Ejemplos de los males antes descritos hay muchos, pero veamos uno: Manuel Vásquez Montalbán, un notable escritor y periodista.  Se desplomó en la sala de espera del aeropuerto de Bangok. En su ordenador portátil guardaba, inconclusa, su colaboración para la revista Interviú. Murió de un fulminante ataque al corazón cuando faltaba poco para que tomara el avión de regreso a Barcelona. Lo mató la ansiedad del apuro, la presión del periodismo.

Pero el periodismo ni siempre mata. Cuando no lo hace, el periodismo es un ímpetu lo más parecido a un placer traidor. Mina en silencio la salud. Ataca a traición. Clava el puñal con disimulo. Mientras el redactor escribe a la volada, el editor mutila a mil por hora los textos y el director grita el advenimiento de la hora de cierre, la taquicardia se agazapa y avanza como un leopardo tras la gacela apetitosa.

La verdad es que toda pasión engendra su propio mal. Y toda felicidad anuncia la llegada de su propia desdicha. El periodismo es eso: gozo y felicidad, riesgo y destrucción. Es como cuando un diabético desea un chocolate o un cardíaco sube a las alturas. Hace daño, pero gusta. Estresa, pero da placer. El periodismo es humano porque es una contradicción.

El placer y el dolor de escribir tiene un símbolo: el dead line. La hora de cierre es un imán, un campo magnético, una mujer fatal. Atrae con la fiereza del amor-odio y la ternura del odio-amor. No se puede negar: el periodismo consiste en vivir en la línea de muerte, en el punto de mira telescópico del disparo final. Y hay cumplir con sus imperativos.

Sin duda, en el periodismo se escribe bajo la presión de la inmediatez y bajo el influjo del deber que pregona Alberto Salcedo Ramos: «Puedes escribir sobre lo que quieras: un asaltante de caminos, las enaguas de tu abuela, el escolta del presidente, la caspa de Tarzán, lo triste, lo folclórico, lo trágico, el frío, el calor, la levadura del pan francés o la máquina de afeitar de Einstein. Pero por favor no aburras al lector».  No aburrir al lector. Menuda tarea. Es lo que busca a lo largo de su vida, a veces infructuosamente, todo periodista que ame el oficio. Por esta razón,  tiene que dominar, si sus pretensiones son las más altas, el lenguaje y las técnicas y procedimientos narrativos.

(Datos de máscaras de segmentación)
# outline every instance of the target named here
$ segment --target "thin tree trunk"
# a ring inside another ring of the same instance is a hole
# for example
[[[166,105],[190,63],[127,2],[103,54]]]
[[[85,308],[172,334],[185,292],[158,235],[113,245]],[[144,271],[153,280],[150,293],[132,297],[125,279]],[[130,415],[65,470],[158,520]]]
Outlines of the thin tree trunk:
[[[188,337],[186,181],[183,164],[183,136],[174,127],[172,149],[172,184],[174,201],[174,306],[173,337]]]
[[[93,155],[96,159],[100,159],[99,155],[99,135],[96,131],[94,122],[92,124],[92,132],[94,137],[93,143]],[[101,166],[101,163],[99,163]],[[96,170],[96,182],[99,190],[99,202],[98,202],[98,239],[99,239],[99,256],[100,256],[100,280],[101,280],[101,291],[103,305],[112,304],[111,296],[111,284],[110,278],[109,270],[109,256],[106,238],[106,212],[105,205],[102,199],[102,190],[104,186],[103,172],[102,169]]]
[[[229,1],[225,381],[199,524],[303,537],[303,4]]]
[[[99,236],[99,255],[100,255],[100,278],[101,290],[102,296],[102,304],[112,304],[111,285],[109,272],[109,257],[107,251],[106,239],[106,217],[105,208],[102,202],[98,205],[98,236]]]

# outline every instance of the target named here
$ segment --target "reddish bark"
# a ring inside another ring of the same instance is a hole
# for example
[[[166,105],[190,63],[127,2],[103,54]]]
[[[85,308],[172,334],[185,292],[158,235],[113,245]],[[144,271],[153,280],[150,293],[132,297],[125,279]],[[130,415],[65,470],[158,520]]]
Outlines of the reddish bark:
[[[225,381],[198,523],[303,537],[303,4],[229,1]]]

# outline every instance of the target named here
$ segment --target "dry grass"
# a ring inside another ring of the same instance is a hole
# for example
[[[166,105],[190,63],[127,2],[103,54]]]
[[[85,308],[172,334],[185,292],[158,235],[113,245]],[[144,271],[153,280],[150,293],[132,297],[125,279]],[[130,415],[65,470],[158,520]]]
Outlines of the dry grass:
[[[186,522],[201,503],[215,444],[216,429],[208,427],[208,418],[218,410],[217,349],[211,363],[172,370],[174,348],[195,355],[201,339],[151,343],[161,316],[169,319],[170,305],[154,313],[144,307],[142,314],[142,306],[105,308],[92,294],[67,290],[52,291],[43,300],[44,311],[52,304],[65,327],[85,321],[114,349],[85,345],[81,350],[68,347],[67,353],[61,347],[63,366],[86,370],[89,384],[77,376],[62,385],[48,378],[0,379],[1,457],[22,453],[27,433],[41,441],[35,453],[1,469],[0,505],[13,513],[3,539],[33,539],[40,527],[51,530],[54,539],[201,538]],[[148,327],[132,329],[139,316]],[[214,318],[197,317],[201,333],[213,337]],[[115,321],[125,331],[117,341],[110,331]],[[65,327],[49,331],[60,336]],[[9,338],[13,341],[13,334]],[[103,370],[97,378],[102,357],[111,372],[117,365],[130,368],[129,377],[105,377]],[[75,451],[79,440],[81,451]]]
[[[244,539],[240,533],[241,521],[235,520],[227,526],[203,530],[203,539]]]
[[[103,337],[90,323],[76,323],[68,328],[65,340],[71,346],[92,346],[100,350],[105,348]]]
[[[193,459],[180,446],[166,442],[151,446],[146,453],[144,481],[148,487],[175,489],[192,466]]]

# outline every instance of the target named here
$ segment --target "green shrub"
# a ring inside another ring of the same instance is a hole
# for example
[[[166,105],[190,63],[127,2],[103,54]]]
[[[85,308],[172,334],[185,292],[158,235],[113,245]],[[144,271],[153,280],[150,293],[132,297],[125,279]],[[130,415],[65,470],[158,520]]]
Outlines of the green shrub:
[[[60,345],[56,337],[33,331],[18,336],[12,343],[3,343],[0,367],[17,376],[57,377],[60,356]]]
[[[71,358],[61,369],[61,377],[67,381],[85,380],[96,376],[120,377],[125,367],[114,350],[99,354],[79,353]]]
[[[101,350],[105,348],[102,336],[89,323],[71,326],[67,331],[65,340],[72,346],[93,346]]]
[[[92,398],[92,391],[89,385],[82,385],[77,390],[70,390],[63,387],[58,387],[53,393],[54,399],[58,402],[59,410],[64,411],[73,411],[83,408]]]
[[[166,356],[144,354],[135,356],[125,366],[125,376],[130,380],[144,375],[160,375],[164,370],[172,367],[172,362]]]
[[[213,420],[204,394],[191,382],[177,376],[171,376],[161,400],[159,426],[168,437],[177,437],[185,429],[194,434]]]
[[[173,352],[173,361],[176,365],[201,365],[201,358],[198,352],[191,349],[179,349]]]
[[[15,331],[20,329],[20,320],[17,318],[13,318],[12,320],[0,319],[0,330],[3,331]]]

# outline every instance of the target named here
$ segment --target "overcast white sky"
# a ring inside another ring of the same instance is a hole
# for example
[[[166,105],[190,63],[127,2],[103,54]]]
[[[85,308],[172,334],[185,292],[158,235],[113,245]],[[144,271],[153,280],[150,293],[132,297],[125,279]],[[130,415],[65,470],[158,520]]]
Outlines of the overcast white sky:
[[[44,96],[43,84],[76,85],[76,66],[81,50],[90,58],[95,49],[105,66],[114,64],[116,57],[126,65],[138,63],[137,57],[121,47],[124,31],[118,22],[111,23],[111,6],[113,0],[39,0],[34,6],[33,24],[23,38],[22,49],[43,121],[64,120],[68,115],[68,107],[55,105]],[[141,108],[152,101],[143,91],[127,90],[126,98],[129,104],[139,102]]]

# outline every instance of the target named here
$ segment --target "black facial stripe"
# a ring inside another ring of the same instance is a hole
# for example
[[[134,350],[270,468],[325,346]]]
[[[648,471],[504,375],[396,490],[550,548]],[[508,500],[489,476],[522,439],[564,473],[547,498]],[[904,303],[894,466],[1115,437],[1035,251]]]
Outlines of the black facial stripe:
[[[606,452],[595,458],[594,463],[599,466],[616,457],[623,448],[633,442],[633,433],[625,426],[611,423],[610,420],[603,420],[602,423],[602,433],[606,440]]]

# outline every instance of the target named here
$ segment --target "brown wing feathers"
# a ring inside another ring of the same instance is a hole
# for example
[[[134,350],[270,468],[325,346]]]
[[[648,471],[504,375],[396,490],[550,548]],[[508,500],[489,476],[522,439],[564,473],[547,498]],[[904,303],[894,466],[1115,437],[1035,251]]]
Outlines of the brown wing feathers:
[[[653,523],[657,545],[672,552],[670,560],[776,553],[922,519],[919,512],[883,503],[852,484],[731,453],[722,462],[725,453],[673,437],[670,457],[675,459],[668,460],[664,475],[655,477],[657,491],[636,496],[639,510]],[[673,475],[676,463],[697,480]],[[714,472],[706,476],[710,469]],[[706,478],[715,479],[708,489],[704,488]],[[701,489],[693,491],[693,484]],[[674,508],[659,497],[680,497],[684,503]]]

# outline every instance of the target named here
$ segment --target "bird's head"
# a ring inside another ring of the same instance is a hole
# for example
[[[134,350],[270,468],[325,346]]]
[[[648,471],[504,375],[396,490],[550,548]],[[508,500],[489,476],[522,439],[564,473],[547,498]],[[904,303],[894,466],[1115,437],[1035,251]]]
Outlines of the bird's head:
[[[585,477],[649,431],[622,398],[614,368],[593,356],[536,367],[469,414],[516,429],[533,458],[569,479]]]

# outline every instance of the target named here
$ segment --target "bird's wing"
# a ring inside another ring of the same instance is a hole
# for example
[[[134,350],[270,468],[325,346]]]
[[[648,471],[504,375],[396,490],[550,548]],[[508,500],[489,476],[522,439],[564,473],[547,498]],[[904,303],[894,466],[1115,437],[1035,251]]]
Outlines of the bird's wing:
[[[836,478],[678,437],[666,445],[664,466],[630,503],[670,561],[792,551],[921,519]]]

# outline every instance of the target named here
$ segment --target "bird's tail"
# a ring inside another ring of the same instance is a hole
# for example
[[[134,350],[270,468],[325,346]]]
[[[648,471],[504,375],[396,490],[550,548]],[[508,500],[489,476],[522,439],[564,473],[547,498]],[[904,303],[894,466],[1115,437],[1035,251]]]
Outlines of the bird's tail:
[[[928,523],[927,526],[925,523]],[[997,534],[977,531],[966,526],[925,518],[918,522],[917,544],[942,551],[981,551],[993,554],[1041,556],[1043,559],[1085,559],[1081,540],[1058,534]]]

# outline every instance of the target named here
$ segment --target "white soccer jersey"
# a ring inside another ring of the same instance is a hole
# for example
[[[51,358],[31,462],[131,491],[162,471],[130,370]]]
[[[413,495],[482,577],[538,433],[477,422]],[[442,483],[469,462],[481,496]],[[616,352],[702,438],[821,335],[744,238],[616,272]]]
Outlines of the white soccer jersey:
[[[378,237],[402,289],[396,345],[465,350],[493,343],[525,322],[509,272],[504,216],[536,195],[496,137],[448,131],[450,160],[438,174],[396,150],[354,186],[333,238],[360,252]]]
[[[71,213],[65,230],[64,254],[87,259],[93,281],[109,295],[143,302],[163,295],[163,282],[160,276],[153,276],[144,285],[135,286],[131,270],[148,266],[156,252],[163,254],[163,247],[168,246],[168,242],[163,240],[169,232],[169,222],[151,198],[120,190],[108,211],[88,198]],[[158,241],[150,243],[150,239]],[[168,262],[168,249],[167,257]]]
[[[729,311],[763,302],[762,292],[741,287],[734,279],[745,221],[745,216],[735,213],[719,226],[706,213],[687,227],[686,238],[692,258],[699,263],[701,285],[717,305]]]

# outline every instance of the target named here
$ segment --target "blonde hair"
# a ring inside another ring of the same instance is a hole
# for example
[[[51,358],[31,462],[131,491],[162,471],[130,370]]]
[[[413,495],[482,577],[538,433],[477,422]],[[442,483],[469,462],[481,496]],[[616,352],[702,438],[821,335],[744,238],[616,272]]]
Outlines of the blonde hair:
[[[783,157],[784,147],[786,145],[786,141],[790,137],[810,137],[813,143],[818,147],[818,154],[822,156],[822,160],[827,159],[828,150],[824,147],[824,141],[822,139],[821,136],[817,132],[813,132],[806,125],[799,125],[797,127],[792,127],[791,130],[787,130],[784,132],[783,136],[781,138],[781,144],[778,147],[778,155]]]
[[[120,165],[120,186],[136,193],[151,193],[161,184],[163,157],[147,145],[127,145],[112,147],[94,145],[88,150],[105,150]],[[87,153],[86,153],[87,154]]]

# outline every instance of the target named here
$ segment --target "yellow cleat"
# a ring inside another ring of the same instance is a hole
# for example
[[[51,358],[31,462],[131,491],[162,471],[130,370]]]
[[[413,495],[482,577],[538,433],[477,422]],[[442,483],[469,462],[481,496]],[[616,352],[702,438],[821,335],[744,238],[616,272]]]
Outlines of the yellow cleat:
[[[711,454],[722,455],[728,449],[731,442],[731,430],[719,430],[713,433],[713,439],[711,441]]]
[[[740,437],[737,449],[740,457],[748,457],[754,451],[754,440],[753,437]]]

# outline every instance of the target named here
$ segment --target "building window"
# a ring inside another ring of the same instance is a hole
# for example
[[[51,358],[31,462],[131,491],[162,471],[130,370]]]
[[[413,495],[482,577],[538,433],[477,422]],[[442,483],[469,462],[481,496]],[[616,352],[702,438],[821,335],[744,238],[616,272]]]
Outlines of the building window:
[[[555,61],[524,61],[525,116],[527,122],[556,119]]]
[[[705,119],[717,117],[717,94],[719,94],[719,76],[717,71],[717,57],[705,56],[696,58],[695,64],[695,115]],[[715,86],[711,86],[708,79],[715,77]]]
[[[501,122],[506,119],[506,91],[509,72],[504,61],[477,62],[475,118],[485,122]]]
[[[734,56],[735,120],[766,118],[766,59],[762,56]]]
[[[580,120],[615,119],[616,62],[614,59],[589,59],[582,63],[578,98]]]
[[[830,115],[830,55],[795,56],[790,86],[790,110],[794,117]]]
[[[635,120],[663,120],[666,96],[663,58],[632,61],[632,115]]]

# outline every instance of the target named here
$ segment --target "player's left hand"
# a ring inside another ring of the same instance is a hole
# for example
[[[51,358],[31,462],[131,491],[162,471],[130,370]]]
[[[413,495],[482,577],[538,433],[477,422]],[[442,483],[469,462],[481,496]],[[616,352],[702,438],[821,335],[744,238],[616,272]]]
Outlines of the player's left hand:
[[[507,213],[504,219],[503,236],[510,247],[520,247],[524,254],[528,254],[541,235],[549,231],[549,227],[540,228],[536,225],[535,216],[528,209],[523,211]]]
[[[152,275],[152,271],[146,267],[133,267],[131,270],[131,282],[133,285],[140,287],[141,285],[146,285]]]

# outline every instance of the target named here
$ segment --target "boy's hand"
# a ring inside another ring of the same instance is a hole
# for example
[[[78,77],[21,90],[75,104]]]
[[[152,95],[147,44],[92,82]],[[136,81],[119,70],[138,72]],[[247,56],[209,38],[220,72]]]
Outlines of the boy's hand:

> **TU TAREA**: ¿Puedes transcribir del texto sobre el periodismo el fragmento comprendido entre "La verdad es" y "con sus imperativos.", ambos incluidos?

> **RESPUESTA**:
La verdad es que toda pasión engendra su propio mal. Y toda felicidad anuncia la llegada de su propia desdicha. El periodismo es eso: gozo y felicidad, riesgo y destrucción. Es como cuando un diabético desea un chocolate o un cardíaco sube a las alturas. Hace daño, pero gusta. Estresa, pero da placer. El periodismo es humano porque es una contradicción.

El placer y el dolor de escribir tiene un símbolo: el dead line. La hora de cierre es un imán, un campo magnético, una mujer fatal. Atrae con la fiereza del amor-odio y la ternura del odio-amor. No se puede negar: el periodismo consiste en vivir en la línea de muerte, en el punto de mira telescópico del disparo final. Y hay cumplir con sus imperativos.